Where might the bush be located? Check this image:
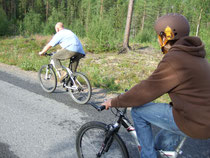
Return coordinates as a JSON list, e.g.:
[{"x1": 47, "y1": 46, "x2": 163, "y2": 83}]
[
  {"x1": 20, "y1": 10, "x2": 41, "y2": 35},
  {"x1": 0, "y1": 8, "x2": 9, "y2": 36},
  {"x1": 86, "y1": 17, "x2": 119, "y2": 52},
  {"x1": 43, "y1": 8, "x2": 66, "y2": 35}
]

INSTRUCTIONS TO FOLLOW ▸
Switch "bush" to "shrub" and repeat all of the data above with nothing else changed. Omit the picture from your answer.

SOLUTION FOR THIS EXERCISE ▸
Where might the shrub be located? Check this image:
Return coordinates as a JSON list, e.g.:
[{"x1": 47, "y1": 46, "x2": 163, "y2": 83}]
[
  {"x1": 20, "y1": 10, "x2": 41, "y2": 35},
  {"x1": 0, "y1": 8, "x2": 9, "y2": 36},
  {"x1": 86, "y1": 17, "x2": 119, "y2": 52},
  {"x1": 43, "y1": 8, "x2": 66, "y2": 35}
]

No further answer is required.